*Excerpted passage:*
········
FIG. 10 shows a second embodiment of a model of a system 1000 for improved deduplication. In the depicted embodiment, the storage component 918 of the file system is located on the nonvolatile storage device 210. In one embodiment, the system 1000 is an indirect address storage system. In the embodiment shown, the deduplication agent 914 may use a data unit label as the data unit identifier that is sent to the nonvolatile storage device 210. The nonvolatile storage device 210 may receive the data unit label and make the appropriate associations with data unit locations on the nonvolatile storage 924.
For example, the deduplication agent 914 may request a hash for a file named “fusion.pdf” stored on the nonvolatile storage device 210. The deduplication agent 914 may send the file name “fusion.pdf” as the data unit label, which is received by the nonvolatile storage device 210. In the depicted embodiment, the nonvolatile storage device 210 uses the storage component 918 to determine which LBAs contain the data for the fusion.pdf file. The storage component 918 includes data structures, such as indexes, tables, or others, that associate the filename with data unit locations in nonvolatile storage 924.
In an embodiment such as that shown in FIG. 10, the deduplication agent 914 may provide a data unit label for the data unit and the nonvolatile storage device 210 may make appropriate determinations as to where the data unit is physically stored on the nonvolatile storage 924 using the data unit label. In other embodiments, such as that shown in FIG. 9, the deduplication agent 914 may need to provide a data structure that specifies the data unit locations (such as LBAs and/or PBAs) for the particular data unit for which the hash is requested.
In certain embodiments, the nonvolatile storage device 210 may also receive a data structure that specifies the data unit locations even if the nonvolatile storage device 210 includes information, such as the storage component 918, that would allow the nonvolatile storage device 210 to determine the data unit locations if given the data unit label. In certain embodiments, the storage component 908 may exist both outside the nonvolatile storage device 210 (as shown in FIG. 9) and within the nonvolatile storage device 210 (as shown in FIG. 10).
········
*Collected data:*
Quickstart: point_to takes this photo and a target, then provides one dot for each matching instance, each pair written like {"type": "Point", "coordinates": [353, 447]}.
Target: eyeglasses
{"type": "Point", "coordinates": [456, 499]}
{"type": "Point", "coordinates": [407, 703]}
········
*Complete the following:*
a. Answer these from the deduplication passage, one line each:
(i) In the embodiment shown in FIG. 10, where is the storage component 918 of the file system located?
(ii) In the example, what file name does the deduplication agent 914 send as the data unit label?
(iii) In embodiments like the one in FIG. 9, what might the deduplication agent 914 need to provide?
b. Carry on writing the deduplication passage, picking up after its last sentence.

*Results:*
a.
(i) On the nonvolatile storage device 210.
(ii) "fusion.pdf"
(iii) A data structure that specifies the data unit locations (such as LBAs and/or PBAs) for the data unit whose hash is requested.

b.
FIG. 11 shows one embodiment of a deduplication agent 110 that includes an identification module 1102, a request module 1104, a receipt module 1106, a deduplication module 1108, a delete module 1110, and an update module 1112. In one embodiment, the deduplication agent 110 is implemented as part of a file system operating on a computing system that is separate from and communicatively connected to the nonvolatile storage device storing, and is separate from and communicatively connected to one or more remote computing devices. The deduplication agent 110 may also be implemented on a nonvolatile storage device.
The identification module 1102 identifies data units to be deduplicated within a storage system that includes one or more nonvolatile storage devices. In certain embodiments, the identification module 1102 coordinates the generation of hashes on the one or more remote computing devices by, for example, tracking which data units that are written to the nonvolatile storage devices and which data units have and have not been deduplicated. In one embodiment, the identification module 1102 flags data units stored in the storage system when the data units are deduplicated. In other embodiments, the nonvolatile storage devices track which data units have and have not been deduplicated. In other embodiments, the remote computing devices that send data units to be stored generate hashes for each data unit that they request to be stored; in such an embodiment, it may be unnecessary to track which data units have and have not been deduplicated.
The request module 1104 sends hash requests, which specify particular data units for which a hash is required, to nonvolatile storage devices in the storage system. Such an embodiment may be described as a “pull” configuration where the deduplication agent 110 requests (pulls) the hashes from the remote computing devices. The hash requests, as discussed above, include a data unit identifier that identifies the data unit for which the hash is requested. In certain embodiments, the request module 1104 may request that the data unit be sent along with the hash of the data unit.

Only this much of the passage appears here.